TASKS TO CARRY OUT:
(1) Translate this sentence from the passage on trauma into Spanish: "Trauma is not about the experience that happens to us; it is what our mind does with it."
(2) Reproduce the stretch of the passage on trauma from "Examples of experiences" through "procedures, and so on.", word for word.
=== PROVIDED TEXT ===
WHAT IS TRAUMA?
Trauma happens to all of us, our friends and our families. No one is exempt to experiencing some trauma - to what degree trauma has affected you varies from mild to severe.
Examples of experiences that may cause trauma in the mind & body are: Sexual abuse, growing up in a family where there was alcoholism, violence, verbal abuse emotional abuse, attachment bonding disorders, generational trauma, external events, medical procedures, unnecessary intrusive birthing procedures, and so on.
Trauma is the response to a deeply distressing or disturbing event that overwhelms an individual’s ability to cope, causes feelings of helplessness, diminishes their sense of self and their ability to feel the full range of emotions and experiences.
The best predictor of something becoming traumatic seems to be a situation in which you can no longer imagine a way out, when fighting and fleeing is no longer an option and you feel overpowered and helpless. This often happens in childhood when you are literally powerless and vulnerable, but also as an adult in accidents and overwhelming experiences, or too much happening too fast for your physiology to bounce back from.
Trauma is not about the experience that happens to us; it is what our mind does with it. It has a profound and potentially long-lasting effect on the mind-body connection, and many people who have been traumatised report unregulated body experiences like intense pain, uncontrollable emotions and physical sensations and often chronic dis-ease.
=== INFORMATION SHOWN ===
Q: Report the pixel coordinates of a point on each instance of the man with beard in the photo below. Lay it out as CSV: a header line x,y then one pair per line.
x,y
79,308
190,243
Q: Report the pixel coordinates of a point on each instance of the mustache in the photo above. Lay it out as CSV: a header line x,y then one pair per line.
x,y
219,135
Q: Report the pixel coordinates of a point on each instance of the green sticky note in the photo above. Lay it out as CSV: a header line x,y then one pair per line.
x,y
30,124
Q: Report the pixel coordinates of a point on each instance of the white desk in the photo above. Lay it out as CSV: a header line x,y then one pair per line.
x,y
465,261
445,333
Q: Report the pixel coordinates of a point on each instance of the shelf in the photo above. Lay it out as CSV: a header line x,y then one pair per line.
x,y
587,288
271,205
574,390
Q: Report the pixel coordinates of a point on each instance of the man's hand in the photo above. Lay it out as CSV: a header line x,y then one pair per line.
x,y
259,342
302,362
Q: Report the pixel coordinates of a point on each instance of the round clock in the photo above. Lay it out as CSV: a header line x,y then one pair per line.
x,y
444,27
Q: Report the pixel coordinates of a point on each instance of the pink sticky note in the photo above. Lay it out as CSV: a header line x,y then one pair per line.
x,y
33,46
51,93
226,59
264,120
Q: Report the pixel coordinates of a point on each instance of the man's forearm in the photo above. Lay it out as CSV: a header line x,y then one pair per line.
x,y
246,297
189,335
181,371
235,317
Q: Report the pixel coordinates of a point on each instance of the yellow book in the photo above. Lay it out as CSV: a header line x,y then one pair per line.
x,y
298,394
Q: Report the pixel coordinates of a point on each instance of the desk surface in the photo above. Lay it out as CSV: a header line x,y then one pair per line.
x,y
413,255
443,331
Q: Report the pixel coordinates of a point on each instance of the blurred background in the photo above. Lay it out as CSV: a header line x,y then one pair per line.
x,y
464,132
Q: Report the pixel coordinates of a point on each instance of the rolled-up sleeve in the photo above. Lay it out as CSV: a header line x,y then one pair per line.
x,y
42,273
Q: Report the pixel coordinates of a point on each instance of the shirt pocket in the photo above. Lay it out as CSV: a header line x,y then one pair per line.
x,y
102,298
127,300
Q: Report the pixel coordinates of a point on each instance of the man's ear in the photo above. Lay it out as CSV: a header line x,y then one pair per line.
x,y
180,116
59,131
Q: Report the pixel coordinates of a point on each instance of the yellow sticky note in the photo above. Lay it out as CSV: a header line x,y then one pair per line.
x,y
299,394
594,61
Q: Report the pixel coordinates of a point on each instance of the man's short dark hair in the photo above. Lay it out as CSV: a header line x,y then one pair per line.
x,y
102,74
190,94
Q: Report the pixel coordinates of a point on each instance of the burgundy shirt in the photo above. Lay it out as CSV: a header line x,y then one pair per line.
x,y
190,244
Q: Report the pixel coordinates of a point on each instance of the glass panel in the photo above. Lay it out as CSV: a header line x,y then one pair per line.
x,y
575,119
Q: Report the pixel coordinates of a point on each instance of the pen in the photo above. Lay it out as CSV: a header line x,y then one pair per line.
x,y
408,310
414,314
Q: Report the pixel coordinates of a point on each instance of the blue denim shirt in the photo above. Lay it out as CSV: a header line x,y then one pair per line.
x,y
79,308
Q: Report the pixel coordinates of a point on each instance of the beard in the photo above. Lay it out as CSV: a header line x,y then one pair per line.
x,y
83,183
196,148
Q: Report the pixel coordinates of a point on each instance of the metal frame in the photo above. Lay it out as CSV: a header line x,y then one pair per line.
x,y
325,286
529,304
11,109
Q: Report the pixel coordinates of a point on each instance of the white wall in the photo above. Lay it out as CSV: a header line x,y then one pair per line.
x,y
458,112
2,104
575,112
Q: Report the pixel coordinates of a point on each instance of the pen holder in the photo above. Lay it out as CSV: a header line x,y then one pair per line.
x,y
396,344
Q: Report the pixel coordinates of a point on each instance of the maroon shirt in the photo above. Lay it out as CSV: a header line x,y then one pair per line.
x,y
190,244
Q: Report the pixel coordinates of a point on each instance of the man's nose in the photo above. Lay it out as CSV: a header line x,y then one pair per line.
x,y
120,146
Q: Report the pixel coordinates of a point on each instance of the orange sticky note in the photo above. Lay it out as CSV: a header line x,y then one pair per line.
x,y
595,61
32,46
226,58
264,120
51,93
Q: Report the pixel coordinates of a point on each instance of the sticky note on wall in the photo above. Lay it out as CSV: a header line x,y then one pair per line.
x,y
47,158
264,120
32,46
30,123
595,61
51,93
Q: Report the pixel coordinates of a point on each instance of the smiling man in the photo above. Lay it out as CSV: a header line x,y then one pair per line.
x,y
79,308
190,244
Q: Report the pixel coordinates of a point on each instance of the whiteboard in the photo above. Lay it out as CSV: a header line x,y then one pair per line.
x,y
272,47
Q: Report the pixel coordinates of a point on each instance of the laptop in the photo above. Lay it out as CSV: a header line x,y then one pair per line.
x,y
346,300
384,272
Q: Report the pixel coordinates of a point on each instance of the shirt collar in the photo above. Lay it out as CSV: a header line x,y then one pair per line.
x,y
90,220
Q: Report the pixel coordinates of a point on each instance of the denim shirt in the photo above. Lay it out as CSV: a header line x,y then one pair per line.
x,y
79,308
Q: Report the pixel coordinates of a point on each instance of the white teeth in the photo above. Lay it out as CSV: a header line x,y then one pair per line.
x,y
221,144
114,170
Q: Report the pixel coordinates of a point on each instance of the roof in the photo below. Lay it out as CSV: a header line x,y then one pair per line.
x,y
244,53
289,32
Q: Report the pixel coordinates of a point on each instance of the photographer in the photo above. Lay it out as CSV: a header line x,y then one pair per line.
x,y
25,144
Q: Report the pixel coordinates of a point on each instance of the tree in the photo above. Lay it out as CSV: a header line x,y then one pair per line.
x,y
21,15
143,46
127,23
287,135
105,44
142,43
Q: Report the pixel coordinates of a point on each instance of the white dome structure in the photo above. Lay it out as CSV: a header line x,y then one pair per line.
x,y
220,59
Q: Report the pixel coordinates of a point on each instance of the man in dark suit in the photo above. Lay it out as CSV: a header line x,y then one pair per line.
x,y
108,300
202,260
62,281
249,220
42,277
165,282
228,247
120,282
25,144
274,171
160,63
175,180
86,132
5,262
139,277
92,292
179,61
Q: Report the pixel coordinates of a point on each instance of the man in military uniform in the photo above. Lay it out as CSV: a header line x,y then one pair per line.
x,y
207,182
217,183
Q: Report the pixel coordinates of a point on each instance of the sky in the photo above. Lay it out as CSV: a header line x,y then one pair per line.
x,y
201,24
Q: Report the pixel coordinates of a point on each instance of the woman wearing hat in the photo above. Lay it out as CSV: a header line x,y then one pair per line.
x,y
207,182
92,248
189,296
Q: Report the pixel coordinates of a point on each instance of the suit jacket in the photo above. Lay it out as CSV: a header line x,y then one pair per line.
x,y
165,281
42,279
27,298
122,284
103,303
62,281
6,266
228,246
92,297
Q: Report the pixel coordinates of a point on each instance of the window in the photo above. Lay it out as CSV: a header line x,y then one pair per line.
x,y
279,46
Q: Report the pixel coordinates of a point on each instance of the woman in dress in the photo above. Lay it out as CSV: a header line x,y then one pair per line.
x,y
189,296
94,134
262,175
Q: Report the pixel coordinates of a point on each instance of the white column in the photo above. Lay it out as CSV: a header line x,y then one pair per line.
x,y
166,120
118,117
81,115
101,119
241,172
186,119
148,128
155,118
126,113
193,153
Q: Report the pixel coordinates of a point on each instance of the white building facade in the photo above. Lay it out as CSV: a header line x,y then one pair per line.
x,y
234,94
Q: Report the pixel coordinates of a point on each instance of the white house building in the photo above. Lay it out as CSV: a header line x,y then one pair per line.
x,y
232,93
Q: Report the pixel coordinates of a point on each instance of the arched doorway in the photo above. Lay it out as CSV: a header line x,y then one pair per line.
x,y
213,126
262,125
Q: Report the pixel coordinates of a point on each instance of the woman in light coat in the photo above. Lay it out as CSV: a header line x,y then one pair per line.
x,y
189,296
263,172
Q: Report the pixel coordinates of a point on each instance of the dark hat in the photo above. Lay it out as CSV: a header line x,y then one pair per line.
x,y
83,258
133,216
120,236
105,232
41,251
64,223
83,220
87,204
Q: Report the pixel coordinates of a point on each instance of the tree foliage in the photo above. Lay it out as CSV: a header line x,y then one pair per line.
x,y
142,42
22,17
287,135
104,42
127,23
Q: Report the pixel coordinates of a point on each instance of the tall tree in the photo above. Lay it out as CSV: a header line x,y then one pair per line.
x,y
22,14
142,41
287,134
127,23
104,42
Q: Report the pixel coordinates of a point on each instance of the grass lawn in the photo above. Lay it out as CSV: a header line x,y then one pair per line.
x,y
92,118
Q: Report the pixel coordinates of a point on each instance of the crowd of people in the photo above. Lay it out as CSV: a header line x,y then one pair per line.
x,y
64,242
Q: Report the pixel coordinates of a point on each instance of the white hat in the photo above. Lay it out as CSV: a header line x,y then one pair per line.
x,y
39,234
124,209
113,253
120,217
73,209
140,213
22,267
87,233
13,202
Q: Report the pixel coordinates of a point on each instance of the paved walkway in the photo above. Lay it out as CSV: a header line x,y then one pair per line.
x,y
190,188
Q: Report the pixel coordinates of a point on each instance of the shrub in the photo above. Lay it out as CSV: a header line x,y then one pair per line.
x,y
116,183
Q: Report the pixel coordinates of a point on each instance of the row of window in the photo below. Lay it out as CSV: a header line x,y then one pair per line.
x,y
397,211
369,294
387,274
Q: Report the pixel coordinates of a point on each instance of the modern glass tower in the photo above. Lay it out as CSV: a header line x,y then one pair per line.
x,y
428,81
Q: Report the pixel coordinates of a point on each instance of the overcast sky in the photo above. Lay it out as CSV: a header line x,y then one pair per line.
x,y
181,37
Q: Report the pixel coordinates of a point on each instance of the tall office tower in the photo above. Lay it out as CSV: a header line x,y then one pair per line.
===
TASK SOLUTIONS:
(1) El trauma no tiene que ver con la experiencia que nos sucede; es lo que nuestra mente hace con ella.

(2)
Examples of experiences that may cause trauma in the mind & body are: Sexual abuse, growing up in a family where there was alcoholism, violence, verbal abuse emotional abuse, attachment bonding disorders, generational trauma, external events, medical procedures, unnecessary intrusive birthing procedures, and so on.